* Set problem *
Print every entry word for word, but omit the pictures.

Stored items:
★ ★ ★ ★
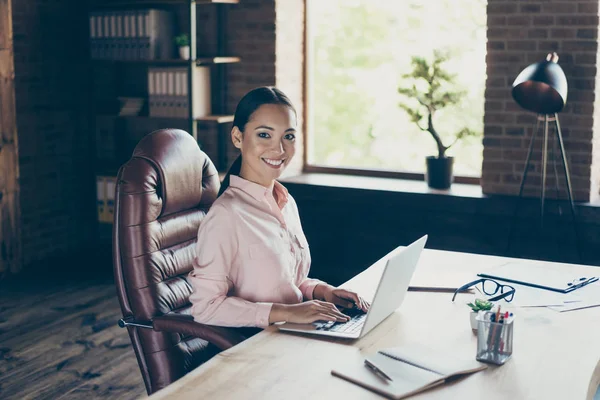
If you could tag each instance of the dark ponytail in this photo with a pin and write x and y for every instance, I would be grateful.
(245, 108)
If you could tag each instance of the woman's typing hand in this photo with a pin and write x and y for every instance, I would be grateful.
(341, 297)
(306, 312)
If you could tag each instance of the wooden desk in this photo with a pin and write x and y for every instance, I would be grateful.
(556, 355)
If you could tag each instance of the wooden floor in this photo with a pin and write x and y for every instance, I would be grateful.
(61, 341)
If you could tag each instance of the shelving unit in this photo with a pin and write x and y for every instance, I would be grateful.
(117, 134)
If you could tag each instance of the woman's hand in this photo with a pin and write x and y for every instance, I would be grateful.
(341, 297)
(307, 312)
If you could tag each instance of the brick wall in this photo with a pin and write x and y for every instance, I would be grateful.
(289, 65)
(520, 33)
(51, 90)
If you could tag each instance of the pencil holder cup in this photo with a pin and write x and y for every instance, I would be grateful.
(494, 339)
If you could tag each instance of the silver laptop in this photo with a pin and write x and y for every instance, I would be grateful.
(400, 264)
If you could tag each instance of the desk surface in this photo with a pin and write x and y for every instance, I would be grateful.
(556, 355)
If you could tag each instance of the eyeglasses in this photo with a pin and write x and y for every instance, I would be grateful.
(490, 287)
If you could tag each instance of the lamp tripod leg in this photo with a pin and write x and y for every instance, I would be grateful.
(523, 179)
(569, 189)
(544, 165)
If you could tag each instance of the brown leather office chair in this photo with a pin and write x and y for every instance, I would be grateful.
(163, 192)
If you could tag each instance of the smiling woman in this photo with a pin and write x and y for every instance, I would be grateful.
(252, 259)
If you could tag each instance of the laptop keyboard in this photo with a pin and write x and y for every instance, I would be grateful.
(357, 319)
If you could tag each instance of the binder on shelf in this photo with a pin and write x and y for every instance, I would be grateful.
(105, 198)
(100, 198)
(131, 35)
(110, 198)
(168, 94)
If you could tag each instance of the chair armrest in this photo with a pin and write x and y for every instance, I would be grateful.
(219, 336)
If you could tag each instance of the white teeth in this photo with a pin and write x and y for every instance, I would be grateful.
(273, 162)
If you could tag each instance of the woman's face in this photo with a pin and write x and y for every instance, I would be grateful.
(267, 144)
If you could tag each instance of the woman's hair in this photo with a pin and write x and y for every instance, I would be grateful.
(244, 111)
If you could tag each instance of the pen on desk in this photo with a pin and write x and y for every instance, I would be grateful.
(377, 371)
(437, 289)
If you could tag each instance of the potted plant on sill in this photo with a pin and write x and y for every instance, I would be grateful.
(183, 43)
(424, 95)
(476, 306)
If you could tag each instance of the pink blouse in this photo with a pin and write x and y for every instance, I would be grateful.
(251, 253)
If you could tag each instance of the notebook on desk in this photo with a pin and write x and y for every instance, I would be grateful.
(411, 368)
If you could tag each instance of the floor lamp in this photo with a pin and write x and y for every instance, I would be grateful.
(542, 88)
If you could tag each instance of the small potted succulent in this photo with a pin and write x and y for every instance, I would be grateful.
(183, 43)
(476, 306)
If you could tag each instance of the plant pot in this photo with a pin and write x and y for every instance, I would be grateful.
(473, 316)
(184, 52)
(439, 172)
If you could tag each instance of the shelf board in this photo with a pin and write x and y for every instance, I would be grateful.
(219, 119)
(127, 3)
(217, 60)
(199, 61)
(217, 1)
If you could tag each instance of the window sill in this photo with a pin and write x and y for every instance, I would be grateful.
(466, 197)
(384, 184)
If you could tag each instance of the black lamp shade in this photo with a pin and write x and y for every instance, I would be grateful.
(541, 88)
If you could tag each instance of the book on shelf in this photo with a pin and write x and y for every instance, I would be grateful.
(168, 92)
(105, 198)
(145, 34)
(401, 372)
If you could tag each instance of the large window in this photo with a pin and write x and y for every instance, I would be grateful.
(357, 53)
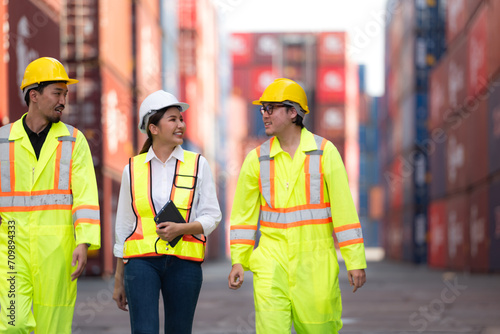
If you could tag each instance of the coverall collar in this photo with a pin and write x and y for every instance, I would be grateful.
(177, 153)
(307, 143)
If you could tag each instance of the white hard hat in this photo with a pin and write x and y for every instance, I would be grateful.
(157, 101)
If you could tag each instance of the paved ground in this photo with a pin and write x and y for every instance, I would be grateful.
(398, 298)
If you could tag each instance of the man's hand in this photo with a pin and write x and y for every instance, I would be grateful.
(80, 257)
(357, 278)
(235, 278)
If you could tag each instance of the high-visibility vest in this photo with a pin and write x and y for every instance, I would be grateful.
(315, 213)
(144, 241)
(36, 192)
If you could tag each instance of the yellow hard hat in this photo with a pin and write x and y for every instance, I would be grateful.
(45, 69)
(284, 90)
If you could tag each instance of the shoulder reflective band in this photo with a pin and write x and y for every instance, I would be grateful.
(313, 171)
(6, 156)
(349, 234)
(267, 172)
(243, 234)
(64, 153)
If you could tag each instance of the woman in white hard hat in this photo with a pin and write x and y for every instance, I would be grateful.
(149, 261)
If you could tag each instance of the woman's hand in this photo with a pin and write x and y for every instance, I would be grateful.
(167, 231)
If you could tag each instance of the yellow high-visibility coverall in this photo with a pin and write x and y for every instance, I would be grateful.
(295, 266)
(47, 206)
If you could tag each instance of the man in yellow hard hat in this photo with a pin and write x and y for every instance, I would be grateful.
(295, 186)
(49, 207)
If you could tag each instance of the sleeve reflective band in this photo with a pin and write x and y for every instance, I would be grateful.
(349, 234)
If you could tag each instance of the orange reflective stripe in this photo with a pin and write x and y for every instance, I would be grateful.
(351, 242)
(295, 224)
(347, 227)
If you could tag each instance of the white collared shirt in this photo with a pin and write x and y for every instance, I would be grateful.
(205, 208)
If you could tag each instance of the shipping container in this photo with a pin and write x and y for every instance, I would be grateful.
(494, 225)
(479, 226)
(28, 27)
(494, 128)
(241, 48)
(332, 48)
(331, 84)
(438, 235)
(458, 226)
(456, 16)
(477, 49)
★ ★ ★ ★
* Task solution *
If you could tag each instance of the dark ponytail in this photo with a pin and write x and y for every instance, I would be grateful.
(245, 108)
If you could tag each instance of the woman's typing hand in this photo with a pin and write x and y for every instance, I would be grateful.
(341, 297)
(306, 312)
If you could tag each instance of the wooden desk in this photo with a pin and write x and y for every instance, I would be grateful.
(556, 355)
If you could tag each instance of the wooden floor in this photo with a pin and write x and y for every instance, I would be grateful.
(61, 341)
If you could tag each instance of the shelving unit in this photo with a pin and write x and y for every instance, I would be grateful.
(117, 134)
If you could tag each instance of the woman's hand in this photo with a pin and write x and y for every instance, I would be grateful.
(341, 297)
(307, 312)
If you could tag each instance of the brick wall in this photo with a pin and write x and y for every instance, I would be grateful.
(289, 65)
(520, 33)
(51, 90)
If you could tag each instance of the pencil holder cup in this photo with a pin and write x and y for every instance, I would be grateful.
(494, 339)
If you could tag each instance of the silver laptop in this photo with a pin and write x and y for every instance, I would be grateful.
(400, 264)
If you could tag each instance of the desk surface in this photo with a pin and write x and y for every instance, I would be grateful.
(556, 355)
If you could tag each instance of the eyeglasses in this photo with a pin and write x and y for every instance, I would be grateful.
(490, 287)
If you could tag each instance of the lamp tripod leg in this photo with a pin and write x and y for every instance, I would be grateful.
(523, 179)
(569, 189)
(544, 165)
If you could tag each instance of the brown leather office chair in this photo with a pin and write x and y for every instance, I would be grateful.
(163, 192)
If you could tag each instance of the smiling woman in this photo with a pin and write x and y for every instance, I would be grateful.
(252, 259)
If you could tag each instance of the laptop keyboard in this photo with a pin and write x and y for every instance, I would be grateful.
(357, 319)
If you could tag each instance of the binder on shelf in this photo with a pin and write x and y for every instance, I would be grateful.
(105, 198)
(100, 198)
(131, 35)
(110, 198)
(168, 94)
If you could tag each instance of the chair armrest in this photo with a pin and write x and y for every instance, I would be grateful.
(219, 336)
If you could tag each instance of the white teeth in this photo with a pin and write x and y for every instance, I would be grateful.
(273, 162)
If you could tag each instance of the woman's face in this photo with a pin and write x and y for every instance, I would be grateful.
(267, 144)
If you could tag each instance of the woman's hair in this photo with a pin and write x and y for every instance, I would be grateful.
(244, 111)
If you could tag each instance of the pen on desk in this photo with a pin and write x and y for every instance, I would be grateful.
(377, 371)
(437, 289)
If you could tag each instance of the potted plant on sill in this photo with a pin and write x and y for every instance, I would be grateful.
(183, 43)
(424, 95)
(476, 306)
If you could tag each instance of the pink blouse in this photo with a pin and write x and y for every instance, I would be grateful.
(251, 253)
If you could tag each instance of the notebook on desk in this photo with a pin and write x and y for every instance, I would be grateful.
(411, 368)
If you could tag each instance of the floor lamp in this photo with a pin and write x and y for every instance, I would be grateful.
(542, 88)
If you could tag each instance of the small potted succulent in this photo with a pin and write x and y for every instance, I would be grateful.
(183, 43)
(476, 306)
If you could tag each instance of the plant pot in this photo with a pin and write x and y for every instance, I would be grateful.
(473, 316)
(184, 52)
(439, 172)
If you could tag each instance of the shelf board in this photo with a pin and write x and y for every instance, I would be grateful.
(219, 119)
(127, 3)
(217, 60)
(199, 61)
(217, 1)
If you could tag each instance of the window sill in this photo with a pin and write x and y for every instance, I would be grateful.
(466, 197)
(384, 184)
If you could tag each instance of the black lamp shade in this photo with a pin and write x and y for every instance, I would be grateful.
(541, 88)
If you could tag each instance of the book on shelf in this photo with a pin and write x and y for every instance, I would be grateful.
(168, 92)
(105, 198)
(145, 34)
(401, 372)
If you could tag each instance of the large window in this photo with a pin and write x and y for every instance, I would be grateful.
(357, 53)
If you could tag each instance of the coverall collar in this photo with a pin and write x and y for every instance, I would be grateful.
(177, 153)
(307, 143)
If you could tag each instance of the white hard hat in this photo with a pin and write x and y for every instance, I would be grateful.
(157, 101)
If you could tag each instance of the paved ground in this photo with a pin and write x and y for every instance, I would be grateful.
(398, 298)
If you could tag each instance of the man's hand in this photo with a pin and write x and y for every instance, I would be grateful.
(80, 257)
(357, 278)
(235, 278)
If you could tag each instance of the high-visibility vest in this photo with a pin and write x and y for every instance, I would be grateful.
(315, 213)
(144, 241)
(36, 192)
If you could tag each instance of the yellow hard hat in this photo with a pin and write x and y for every instance, I would be grateful.
(45, 69)
(284, 90)
If you could tag each instance of the shoulder reflective band in this photo with a pin and write x and y for every instance, I would be grateful.
(313, 171)
(6, 156)
(349, 234)
(267, 172)
(243, 234)
(64, 153)
If you could tag each instance of the woman in white hard hat in this photo with a pin and write x and y for every instance, I would be grateful.
(149, 261)
If you could tag each instance of the woman's hand in this photo with a pin and write x and y for every instance, I would be grateful.
(167, 231)
If you could tag each instance of the yellow high-visibility coverall in this photo with a pin and write x and y for every instance, I would be grateful.
(295, 266)
(47, 206)
If you could tag each instance of the man in yellow hard hat in this photo with a pin and write x and y for every instance, I would be grateful.
(295, 186)
(49, 207)
If you could tag each instance of the sleeve reflective band in this photo with a pin and write x and y for every instance, I would be grateful.
(349, 234)
If you could tag each instance of the orange reflective stripe in this photo with a pin and write x and y for every instance, I would be grateful.
(351, 242)
(295, 224)
(347, 227)
If you could tag each instance of the white collared shirt in this photo with a pin and write x and y for every instance, I would be grateful.
(205, 208)
If you could tag each instance of the shipping container in this photo with a pin and write x and y for every instance, I would be grateful.
(494, 225)
(479, 226)
(28, 27)
(494, 128)
(241, 48)
(332, 48)
(331, 84)
(438, 235)
(458, 226)
(456, 16)
(477, 49)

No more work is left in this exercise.